* **Rows from a segmentation dataset**:
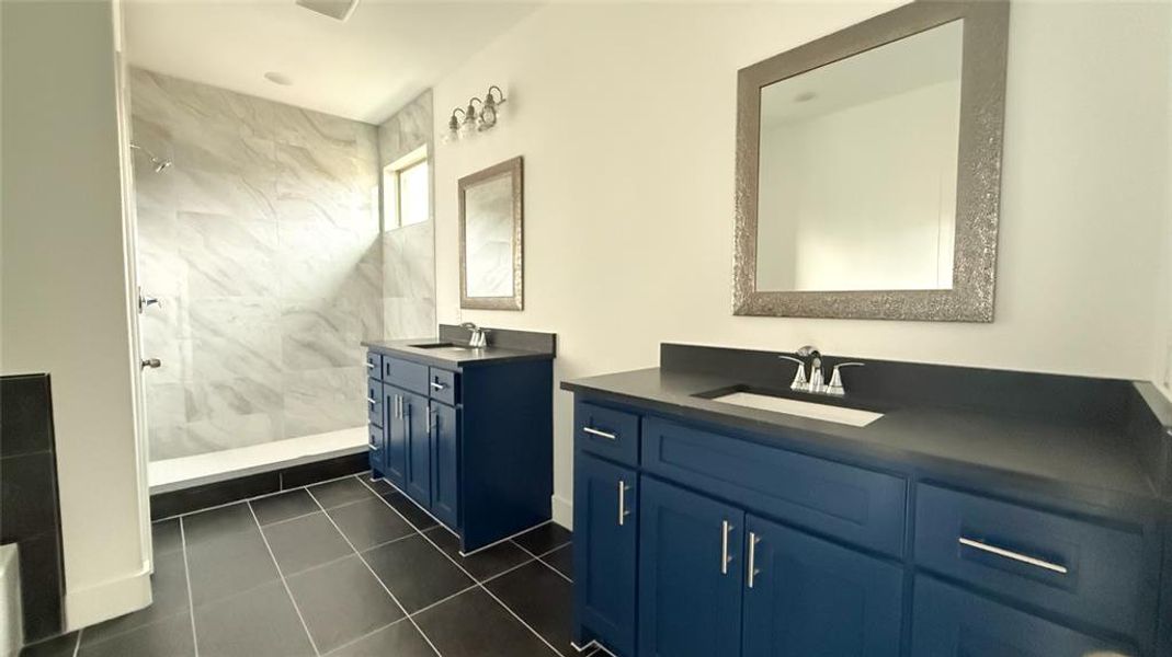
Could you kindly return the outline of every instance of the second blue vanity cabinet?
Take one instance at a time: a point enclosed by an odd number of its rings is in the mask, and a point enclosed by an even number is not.
[[[468,554],[550,519],[554,336],[516,338],[547,350],[468,349],[454,330],[442,326],[438,343],[364,343],[380,372],[368,392],[382,406],[369,417],[369,446],[374,474]]]
[[[578,624],[616,652],[635,652],[635,471],[590,454],[574,464],[574,581]],[[581,637],[579,637],[581,639]]]
[[[650,477],[640,486],[639,655],[735,657],[744,513]]]

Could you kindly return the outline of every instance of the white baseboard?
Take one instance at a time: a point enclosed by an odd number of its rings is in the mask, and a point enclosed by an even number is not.
[[[573,532],[574,502],[558,495],[550,498],[550,501],[553,507],[553,521]]]
[[[151,603],[150,566],[128,577],[80,590],[66,590],[66,631],[116,618]]]

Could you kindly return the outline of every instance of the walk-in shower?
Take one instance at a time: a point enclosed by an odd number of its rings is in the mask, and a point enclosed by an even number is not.
[[[407,239],[380,215],[380,142],[427,145],[427,102],[380,139],[130,71],[152,492],[366,450],[361,342],[435,331],[431,223]]]

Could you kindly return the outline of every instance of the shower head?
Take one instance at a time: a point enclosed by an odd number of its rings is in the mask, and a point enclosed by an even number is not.
[[[150,158],[151,165],[155,167],[155,173],[162,173],[164,169],[171,166],[170,159],[162,159],[155,157],[155,153],[150,152],[150,150],[148,150],[146,146],[139,146],[138,144],[130,142],[130,148],[146,153],[146,157]]]

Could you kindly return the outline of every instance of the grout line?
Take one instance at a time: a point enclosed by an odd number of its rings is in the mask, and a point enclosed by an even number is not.
[[[277,575],[281,579],[281,586],[285,587],[285,595],[289,596],[289,602],[293,603],[293,610],[297,611],[297,617],[301,621],[301,629],[305,630],[305,636],[309,638],[309,645],[313,648],[313,653],[321,655],[321,650],[318,650],[318,642],[313,641],[313,635],[309,632],[309,625],[306,624],[305,616],[301,615],[301,607],[297,603],[297,598],[293,597],[293,590],[289,589],[289,583],[285,580],[285,573],[281,570],[281,564],[278,563],[277,555],[273,554],[273,546],[268,545],[268,536],[265,535],[265,531],[260,526],[260,519],[257,518],[257,512],[252,511],[252,505],[248,504],[247,506],[248,514],[252,515],[252,521],[257,523],[257,531],[260,532],[260,540],[265,541],[265,549],[268,550],[268,557],[273,560],[273,566],[277,567]],[[195,609],[192,609],[192,618],[195,617],[193,615]],[[198,657],[198,655],[196,657]]]
[[[375,495],[379,497],[380,500],[382,500],[382,497],[379,495],[374,491],[374,488],[370,488],[370,486],[367,486],[366,481],[362,481],[361,477],[357,478],[357,479],[359,479],[360,484],[362,484],[363,486],[366,486],[368,490],[370,490],[372,493],[375,493]],[[336,529],[338,533],[342,535],[342,540],[346,541],[346,545],[350,546],[350,549],[354,550],[354,554],[359,557],[359,561],[361,561],[362,564],[367,567],[367,570],[370,572],[370,576],[374,577],[374,581],[379,582],[379,586],[382,587],[382,590],[387,591],[387,595],[390,596],[390,601],[395,603],[395,607],[398,607],[398,610],[403,612],[403,616],[407,618],[408,622],[411,623],[411,625],[415,628],[415,631],[420,632],[420,636],[423,637],[423,641],[428,642],[428,645],[431,646],[431,650],[434,650],[436,655],[440,655],[440,649],[436,648],[436,644],[431,643],[431,639],[428,637],[428,635],[423,634],[423,628],[421,628],[418,625],[418,623],[415,622],[415,618],[411,618],[411,615],[407,612],[407,608],[403,607],[403,603],[398,602],[398,598],[395,597],[395,594],[390,593],[390,589],[382,581],[382,577],[380,577],[379,574],[374,572],[374,568],[372,568],[370,563],[368,563],[367,560],[366,560],[366,557],[362,556],[362,553],[359,552],[357,548],[354,547],[354,543],[350,542],[350,539],[346,536],[345,532],[342,532],[342,528],[339,527],[336,522],[334,522],[334,519],[331,518],[328,513],[326,513],[326,507],[321,506],[321,500],[319,500],[318,497],[313,494],[313,491],[309,491],[308,488],[306,488],[306,492],[309,493],[309,498],[313,499],[313,502],[315,505],[318,505],[319,508],[321,508],[321,513],[323,513],[326,515],[326,519],[329,520],[329,523],[334,526],[334,529]],[[387,500],[382,500],[382,501],[388,507],[390,507],[390,504],[388,504]],[[394,507],[390,507],[390,509],[395,511]],[[398,512],[395,511],[395,513],[398,513]],[[400,518],[402,518],[402,515],[400,515]],[[418,528],[415,527],[415,525],[411,525],[410,520],[407,520],[406,518],[403,518],[403,521],[407,522],[413,529],[415,529],[416,534],[418,534],[421,536],[423,535],[423,533],[420,532]]]
[[[199,657],[199,637],[196,636],[196,603],[191,594],[191,566],[188,564],[188,532],[179,520],[179,546],[183,548],[183,576],[188,581],[188,615],[191,616],[191,646],[196,657]],[[81,634],[77,635],[77,646],[81,648]],[[76,653],[74,653],[76,657]]]

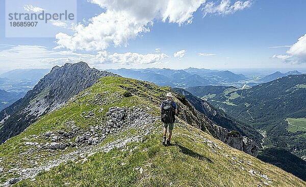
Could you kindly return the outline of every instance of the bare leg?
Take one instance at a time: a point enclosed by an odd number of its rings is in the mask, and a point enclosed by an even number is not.
[[[171,136],[172,136],[172,130],[171,129],[169,129],[169,135],[168,135],[168,139],[171,139]]]
[[[167,135],[167,129],[164,128],[164,136],[166,136],[166,135]]]

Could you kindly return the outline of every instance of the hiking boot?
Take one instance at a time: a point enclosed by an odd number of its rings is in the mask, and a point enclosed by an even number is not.
[[[166,137],[164,136],[163,137],[163,141],[162,142],[162,143],[163,145],[165,145],[165,143],[166,143]]]
[[[170,140],[167,140],[167,146],[171,145],[172,144],[170,142]]]

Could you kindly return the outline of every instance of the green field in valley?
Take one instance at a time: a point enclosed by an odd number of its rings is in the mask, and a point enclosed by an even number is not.
[[[287,118],[290,132],[306,131],[306,118]]]

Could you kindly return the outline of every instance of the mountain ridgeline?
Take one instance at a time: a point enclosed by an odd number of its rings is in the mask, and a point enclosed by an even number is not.
[[[56,66],[26,96],[0,112],[0,143],[21,133],[40,116],[62,106],[101,77],[116,76],[80,62]]]
[[[210,70],[190,68],[175,70],[169,69],[108,70],[123,77],[155,83],[160,86],[173,87],[208,85],[228,85],[247,79],[242,74],[228,71]]]

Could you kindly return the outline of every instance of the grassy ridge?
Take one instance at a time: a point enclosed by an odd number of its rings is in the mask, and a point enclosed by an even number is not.
[[[96,153],[83,164],[62,164],[41,173],[35,182],[24,180],[16,186],[265,186],[265,182],[273,186],[306,185],[185,123],[177,125],[175,130],[173,146],[161,145],[160,135],[154,134],[147,136],[145,142],[128,145],[132,152],[113,149]],[[206,138],[211,142],[214,145],[211,147]],[[249,171],[253,170],[256,174]],[[263,174],[271,182],[259,175]]]

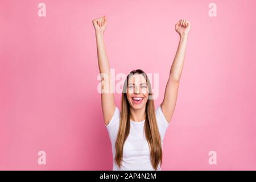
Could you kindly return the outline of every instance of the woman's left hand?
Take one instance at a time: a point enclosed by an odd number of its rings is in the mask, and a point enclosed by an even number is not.
[[[188,34],[191,27],[191,23],[185,19],[180,19],[175,24],[175,30],[180,35]]]

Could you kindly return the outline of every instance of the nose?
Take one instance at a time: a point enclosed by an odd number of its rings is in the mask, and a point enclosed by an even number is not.
[[[139,93],[139,92],[140,92],[140,90],[139,90],[139,88],[138,88],[138,86],[135,86],[135,93]]]

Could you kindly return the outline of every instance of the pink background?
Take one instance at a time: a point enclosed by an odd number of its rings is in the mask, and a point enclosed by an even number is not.
[[[46,17],[38,16],[41,2]],[[208,15],[210,2],[217,17]],[[92,23],[106,15],[111,68],[159,73],[156,106],[178,44],[174,25],[192,23],[162,169],[255,170],[255,7],[253,0],[1,0],[0,169],[112,169]],[[212,150],[217,165],[208,163]]]

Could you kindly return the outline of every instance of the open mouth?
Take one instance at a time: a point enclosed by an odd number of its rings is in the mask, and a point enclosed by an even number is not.
[[[134,104],[141,104],[144,99],[143,97],[131,97],[131,98],[133,99],[133,103]]]

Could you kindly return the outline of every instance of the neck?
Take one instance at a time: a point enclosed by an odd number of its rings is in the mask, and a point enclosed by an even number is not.
[[[135,122],[141,122],[146,119],[146,106],[140,109],[130,107],[130,119]]]

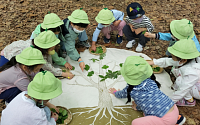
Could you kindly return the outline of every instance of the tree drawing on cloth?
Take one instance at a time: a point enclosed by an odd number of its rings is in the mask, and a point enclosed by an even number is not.
[[[72,81],[62,81],[63,94],[51,100],[55,105],[70,108],[73,113],[70,125],[129,125],[133,119],[141,117],[141,112],[134,111],[130,104],[125,104],[127,98],[117,99],[108,92],[112,87],[123,89],[126,86],[122,75],[104,79],[108,72],[117,73],[126,57],[117,62],[112,60],[113,57],[110,58],[109,51],[103,60],[93,62],[91,55],[86,54],[86,57],[88,61],[84,61],[88,71],[74,70],[75,77]],[[78,66],[75,67],[78,69]]]

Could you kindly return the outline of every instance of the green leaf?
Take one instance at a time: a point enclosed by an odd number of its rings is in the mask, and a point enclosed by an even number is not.
[[[100,78],[105,78],[105,77],[104,77],[104,76],[102,76],[102,75],[99,75],[99,77],[100,77]]]
[[[56,110],[55,110],[54,108],[51,108],[50,110],[51,110],[52,112],[56,112]]]
[[[91,71],[91,72],[88,72],[87,76],[91,77],[93,74],[94,74],[94,71]]]
[[[101,79],[100,82],[105,81],[106,79]]]
[[[107,69],[109,66],[107,66],[107,65],[104,65],[103,67],[102,67],[102,69]]]
[[[90,69],[90,66],[89,65],[85,65],[85,68],[84,68],[86,71],[88,71]]]
[[[60,108],[60,109],[59,109],[59,113],[62,113],[62,111],[63,111],[63,109],[62,109],[62,108]]]
[[[122,67],[122,66],[123,66],[123,63],[120,63],[119,66]]]

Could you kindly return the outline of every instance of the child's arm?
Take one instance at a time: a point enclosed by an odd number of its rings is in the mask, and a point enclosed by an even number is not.
[[[191,67],[182,69],[181,73],[181,76],[177,77],[175,81],[176,84],[179,85],[179,89],[170,96],[174,102],[179,101],[186,95],[187,98],[192,98],[189,91],[199,80],[198,73],[195,69],[191,69]]]

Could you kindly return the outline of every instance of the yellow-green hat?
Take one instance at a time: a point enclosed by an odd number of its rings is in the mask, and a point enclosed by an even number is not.
[[[46,63],[41,51],[32,47],[24,49],[19,55],[17,55],[16,61],[26,66]]]
[[[51,72],[39,72],[28,85],[28,95],[40,100],[49,100],[62,93],[62,83]]]
[[[45,15],[44,21],[41,24],[41,27],[43,29],[49,29],[49,28],[56,28],[60,25],[64,24],[64,22],[58,17],[55,13],[50,13]]]
[[[168,47],[168,51],[181,59],[194,59],[200,56],[192,39],[181,39],[173,46]]]
[[[82,8],[74,10],[71,16],[68,16],[68,19],[72,23],[84,23],[84,24],[90,23],[90,21],[88,20],[87,13],[83,11]]]
[[[40,48],[48,49],[60,43],[60,40],[56,35],[51,31],[41,32],[35,39],[34,44]]]
[[[128,84],[139,85],[145,79],[150,78],[153,70],[142,57],[129,56],[121,68],[121,74]]]
[[[193,24],[187,19],[173,20],[170,23],[170,30],[172,34],[178,39],[193,38],[195,35]]]
[[[113,13],[110,10],[104,8],[98,13],[95,20],[97,21],[97,23],[111,24],[115,21],[115,17],[113,16]]]

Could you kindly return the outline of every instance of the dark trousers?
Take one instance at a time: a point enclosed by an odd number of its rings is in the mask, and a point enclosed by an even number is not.
[[[139,38],[139,43],[144,47],[148,41],[150,41],[149,38],[145,37],[144,34],[139,33],[135,34],[135,32],[132,32],[129,25],[125,25],[123,28],[123,33],[126,36],[128,41],[131,41],[135,38]]]
[[[0,99],[4,99],[7,103],[10,103],[19,93],[22,91],[19,90],[17,87],[13,87],[3,91],[0,94]]]

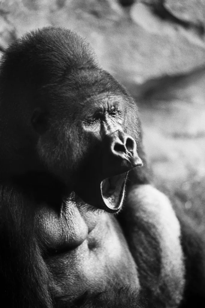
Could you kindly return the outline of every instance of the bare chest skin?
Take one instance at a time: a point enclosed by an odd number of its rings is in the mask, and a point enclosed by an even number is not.
[[[114,216],[81,210],[70,202],[59,214],[43,207],[36,217],[37,229],[52,251],[45,261],[57,301],[118,284],[139,289],[136,266]]]

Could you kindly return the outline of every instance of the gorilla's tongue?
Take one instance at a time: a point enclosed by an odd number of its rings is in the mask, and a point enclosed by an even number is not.
[[[75,192],[84,201],[109,213],[116,213],[122,205],[127,172],[101,182],[88,181],[79,185]]]

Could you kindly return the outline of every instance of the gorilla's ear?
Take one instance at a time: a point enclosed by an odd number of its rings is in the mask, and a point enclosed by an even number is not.
[[[41,108],[37,108],[34,111],[31,122],[36,131],[42,135],[49,128],[48,113]]]

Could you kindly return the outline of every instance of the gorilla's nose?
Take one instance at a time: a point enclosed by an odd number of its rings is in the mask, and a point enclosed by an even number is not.
[[[142,160],[137,152],[137,145],[132,137],[120,130],[110,136],[110,149],[112,155],[124,161],[130,168],[142,166]]]

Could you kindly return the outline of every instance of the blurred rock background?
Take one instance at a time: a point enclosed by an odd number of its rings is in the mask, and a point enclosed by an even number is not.
[[[203,0],[2,0],[0,48],[52,25],[87,38],[137,102],[155,185],[205,230]]]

* **Prompt**:
Lay out the lines of the records as a JSON list of strings, one string per line and blank lines left out. Start with the line containing "the gorilla's nose?" and continue through the end of the records.

* **Response for this exercise**:
[
  "Could you kindly return the outline of every instance of the gorilla's nose?",
  "Take one instance at a time: a point enclosed by an odd number of its rings is in the mask, and a point enclosed by an even number is not.",
  "[[[142,160],[137,152],[137,145],[132,137],[120,130],[110,136],[110,149],[112,155],[124,161],[130,168],[142,166]]]",
  "Could you kindly return the outline of every instance of the blurred rock background?",
  "Take one instance at a time: a point enclosed by an odd number of its rings is in the mask, and a point enclosed by an even number is not.",
  "[[[203,0],[2,0],[0,48],[52,25],[87,38],[137,102],[155,185],[205,230]]]"
]